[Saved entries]
▬▬▬▬▬▬

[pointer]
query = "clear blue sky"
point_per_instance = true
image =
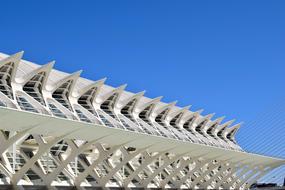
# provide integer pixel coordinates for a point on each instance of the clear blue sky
(227, 57)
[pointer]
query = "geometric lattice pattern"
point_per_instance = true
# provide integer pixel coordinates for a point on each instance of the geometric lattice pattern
(62, 130)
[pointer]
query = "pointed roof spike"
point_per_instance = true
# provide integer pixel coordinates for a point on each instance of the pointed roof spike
(182, 110)
(220, 119)
(74, 76)
(140, 108)
(18, 55)
(126, 101)
(47, 68)
(209, 116)
(83, 90)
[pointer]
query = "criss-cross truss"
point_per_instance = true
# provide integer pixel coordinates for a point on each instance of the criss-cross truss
(62, 130)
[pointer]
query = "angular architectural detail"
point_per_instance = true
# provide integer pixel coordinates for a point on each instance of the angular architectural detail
(59, 129)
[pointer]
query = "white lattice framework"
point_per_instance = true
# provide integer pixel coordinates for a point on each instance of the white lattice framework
(59, 129)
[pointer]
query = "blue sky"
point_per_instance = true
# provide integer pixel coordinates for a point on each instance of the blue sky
(226, 57)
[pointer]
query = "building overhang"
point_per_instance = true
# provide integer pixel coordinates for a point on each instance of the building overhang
(15, 120)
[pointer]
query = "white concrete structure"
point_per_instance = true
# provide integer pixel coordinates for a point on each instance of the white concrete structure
(57, 129)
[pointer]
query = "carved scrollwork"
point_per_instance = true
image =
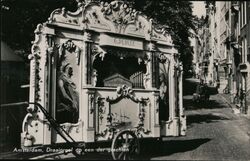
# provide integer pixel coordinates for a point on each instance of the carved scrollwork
(68, 126)
(71, 47)
(98, 51)
(63, 16)
(125, 92)
(119, 13)
(101, 107)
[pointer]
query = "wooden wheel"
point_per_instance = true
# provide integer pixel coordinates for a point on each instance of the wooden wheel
(125, 146)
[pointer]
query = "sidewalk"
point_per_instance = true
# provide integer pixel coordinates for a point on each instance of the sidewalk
(226, 98)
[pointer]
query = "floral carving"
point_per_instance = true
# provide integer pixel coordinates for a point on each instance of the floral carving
(71, 47)
(119, 13)
(101, 107)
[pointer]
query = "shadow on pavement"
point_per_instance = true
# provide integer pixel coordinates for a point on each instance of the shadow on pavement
(165, 148)
(211, 104)
(203, 118)
(153, 148)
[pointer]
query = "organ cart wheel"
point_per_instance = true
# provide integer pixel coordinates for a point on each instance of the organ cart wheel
(125, 145)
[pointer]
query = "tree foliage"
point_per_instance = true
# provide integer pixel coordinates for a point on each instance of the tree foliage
(20, 17)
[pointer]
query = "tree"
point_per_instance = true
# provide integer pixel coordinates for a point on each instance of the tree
(21, 17)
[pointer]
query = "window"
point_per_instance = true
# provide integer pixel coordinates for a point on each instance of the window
(244, 50)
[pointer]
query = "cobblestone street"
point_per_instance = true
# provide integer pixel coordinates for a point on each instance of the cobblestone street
(214, 133)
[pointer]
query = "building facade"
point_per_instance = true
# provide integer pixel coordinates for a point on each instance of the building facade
(225, 50)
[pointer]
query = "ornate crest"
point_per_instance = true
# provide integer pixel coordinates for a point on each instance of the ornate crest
(119, 13)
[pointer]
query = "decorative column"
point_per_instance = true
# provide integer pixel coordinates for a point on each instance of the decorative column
(88, 96)
(87, 62)
(183, 126)
(172, 92)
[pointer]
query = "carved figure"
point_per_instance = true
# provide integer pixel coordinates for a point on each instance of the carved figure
(163, 102)
(68, 97)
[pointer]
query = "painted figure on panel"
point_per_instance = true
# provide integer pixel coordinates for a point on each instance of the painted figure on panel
(68, 97)
(163, 103)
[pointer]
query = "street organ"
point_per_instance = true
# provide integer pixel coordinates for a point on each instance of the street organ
(99, 71)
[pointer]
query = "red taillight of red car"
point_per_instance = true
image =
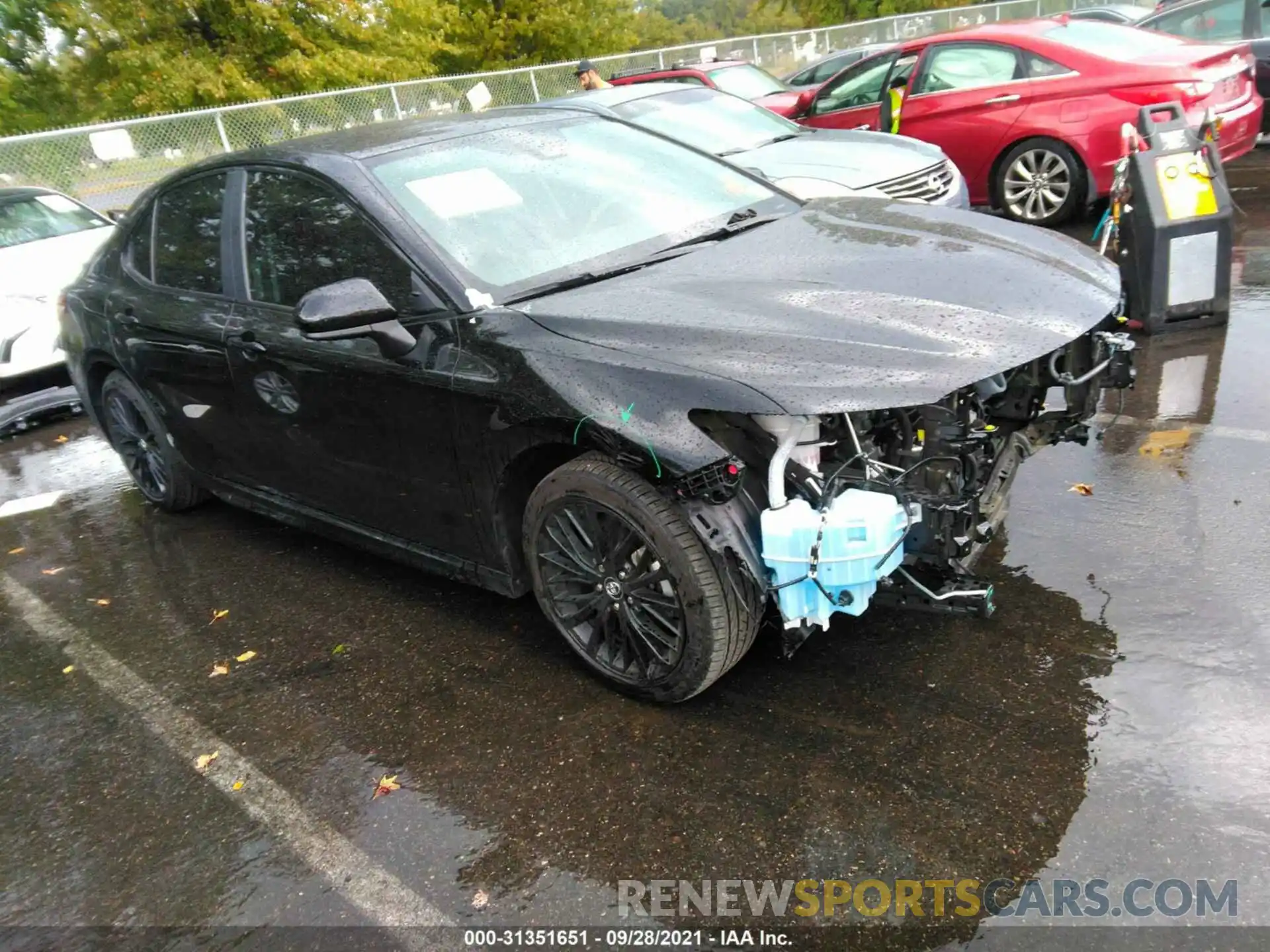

▬▬▬▬▬▬

### WHAT YOU NEED TO DO
Extract all the entries word for word; omit any pictures.

### TASK RESPONSE
[pointer]
query = "clear blue sky"
point_per_instance = true
image =
# provide integer pixel coordinates for a point on each instance of the clear blue sky
(227, 57)
[pointer]
query = "geometric lattice pattern"
point_per_instance = true
# provide integer pixel coordinates for a point on each instance of the geometric lattice pattern
(62, 130)
[pointer]
query = "pointed roof spike"
point_per_instance = true
# provide integer pixel coordinates for a point on each instance of the pointed roof spike
(182, 110)
(220, 119)
(74, 76)
(140, 108)
(18, 55)
(126, 101)
(47, 68)
(209, 116)
(83, 90)
[pointer]
query = "criss-cross truss"
point_per_instance = true
# provide integer pixel coordinates for a point on each instance of the criss-cross truss
(62, 130)
[pointer]
query = "angular architectural detail"
point_per_instance = true
# provide integer pixel coordinates for a point on each instance of the angular architectural detail
(59, 129)
[pointer]
query = "white lattice framework"
point_per_instance = true
# provide integer pixel coordinates for a point on each instance of the white lattice framework
(59, 129)
[pointer]
query = "blue sky"
point_per_instance = true
# provide integer pixel coordinates for a point on each instance of the blue sky
(226, 57)
[pointer]
query = "building overhang"
point_per_instance = true
# provide integer pixel coordinates for a point on each instance of the building overhang
(15, 120)
[pointer]
query = "white concrete structure"
point_per_instance = true
# provide integer pixel coordinates for a point on each instance of the white concrete structure
(57, 129)
[pointer]
query = "carved scrollwork"
point_per_instance = true
image =
# provide integer pixel coordinates for a point on each instance of the carved scrollwork
(68, 126)
(71, 47)
(98, 51)
(63, 16)
(125, 92)
(119, 13)
(101, 107)
[pointer]
query = "wooden wheel"
point_per_instance = true
# provide integer pixel coordinates for a point on each instance of the wooden wheel
(125, 146)
[pointer]
query = "sidewalk"
point_per_instance = true
# provide integer pixel coordinates for a point on each instance of the sidewalk
(226, 98)
[pointer]
query = "floral carving"
point_per_instance = true
# provide integer pixel coordinates for a point on each instance of the floral carving
(71, 47)
(119, 13)
(101, 107)
[pointer]
query = "shadow on pavement"
point_per_instance = true
# provide integer pixel coordinates for a point on each instance of the shadow on pavement
(165, 148)
(211, 104)
(203, 118)
(153, 148)
[pointer]
query = "organ cart wheel"
point_per_instance = true
# provide integer pixel coordinates for a point on each instance of the organ cart wheel
(125, 145)
[pointer]
query = "tree foliage"
point_per_instance = true
# provide integer pixel coordinates for a point on each instance of the tree foliage
(20, 17)
[pointer]
query = "tree"
point_per_instance = true
# provide integer pixel coordinates for a point on each instance of the tree
(21, 17)
[pointer]
query = "window"
point_per_instance = true
# provide integer pixel coordinates for a point on each instance of the window
(244, 50)
[pointer]
query = "cobblestone street"
point_per_instance = true
# provide integer pixel coordinates for a point on each instance of the cobblestone street
(214, 133)
[pointer]
query = "building facade"
point_per_instance = true
# provide integer pixel coordinates for a point on each instance of the building facade
(225, 50)
[pointer]
query = "ornate crest"
point_per_instance = true
# provide integer pixel coordinates for a point on each instance of the ornate crest
(119, 13)
[pointer]
query = "decorative column"
point_per_instance = true
# provide integer pixel coordinates for a point on each instance of the decorative column
(88, 96)
(87, 62)
(183, 126)
(172, 92)
[pointer]
query = "carved figure"
point_per_instance = true
# provide integer pixel coordinates for a point on each instance of the carved figure
(163, 102)
(68, 97)
[pointer]
query = "painted figure on panel"
point_per_instance = true
# provide integer pixel coordinates for a point on each instance of the painted figure on panel
(68, 97)
(163, 103)
[pointer]
query = "street organ"
point_per_instance = true
# provide integer pixel coordinates for a point on each instance of the street organ
(99, 71)
[pointer]
query = "red taillight of red car"
point_per_instance = true
image =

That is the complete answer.